◆ **Lista de tarefas**
a - Responda, com base no texto sobre proteção marinha em Portugal:
(i) Em quantos anos Portugal deve implementar as novas áreas de proteção?
(ii) Que percentual de sua região marinha o Brasil tem protegido, segundo o Atlas Mundial da Proteção Marinha?
(iii) Que cargo ocupa Vasco Cordeiro?
b - Imprima sem alterações o trecho do texto sobre proteção marinha em Portugal que se abre com as palavras contendo "Poucos países no" e se fecha com "de Portugal (território)".

◆ **Texto fornecido**
....

O desafio de Portugal para os próximos três anos é implementar as novas áreas de proteção, com base em estudos técnicos que definirão os locais e as espécies mais frágeis, as regras e respectivas punições. Será uma façanha e tanto colocar sob uma redoma de preservação 20% da zona econômica exclusiva.

Poucos países no mundo protegem tanto o oceano pelo qual são banhados. O Brasil, por exemplo, está muito longe disso. Aparece com 1% de sua imensa região marinha protegida, ou 42 mil km2, de acordo com o Atlas Mundial da Proteção Marinha.

“Não será nada fácil”, disse o presidente do governo regional dos Açores, Vasco Cordeiro. “Mas estamos prontos a embarcar nesta aventura.”


Pequeno em terra, gigante no mar (titulo)

Tamanho de Portugal (território)

....

◆ **Linhas de dados**
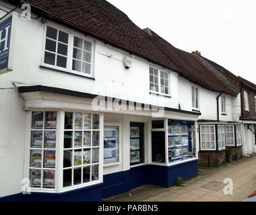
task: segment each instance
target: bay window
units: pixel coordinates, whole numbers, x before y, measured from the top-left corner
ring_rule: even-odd
[[[234,146],[234,126],[226,126],[226,145]]]
[[[32,112],[27,172],[32,191],[60,192],[102,181],[102,121],[96,114]]]
[[[216,150],[215,126],[200,126],[201,150]]]
[[[218,150],[225,149],[225,126],[218,126]]]
[[[169,95],[169,73],[150,67],[150,87],[151,91]]]
[[[49,26],[46,26],[43,62],[45,66],[77,75],[92,76],[93,44]]]

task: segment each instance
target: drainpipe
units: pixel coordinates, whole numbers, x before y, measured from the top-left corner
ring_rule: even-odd
[[[220,95],[217,96],[217,121],[220,121],[220,107],[219,107],[219,98],[222,95],[222,93],[220,93]]]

....

◆ **Resultados das tarefas**
a -
(i) Nos próximos três anos.
(ii) 1%, ou 42 mil km2.
(iii) Presidente do governo regional dos Açores.

b -
Poucos países no mundo protegem tanto o oceano pelo qual são banhados. O Brasil, por exemplo, está muito longe disso. Aparece com 1% de sua imensa região marinha protegida, ou 42 mil km2, de acordo com o Atlas Mundial da Proteção Marinha.

“Não será nada fácil”, disse o presidente do governo regional dos Açores, Vasco Cordeiro. “Mas estamos prontos a embarcar nesta aventura.”


Pequeno em terra, gigante no mar (titulo)

Tamanho de Portugal (território)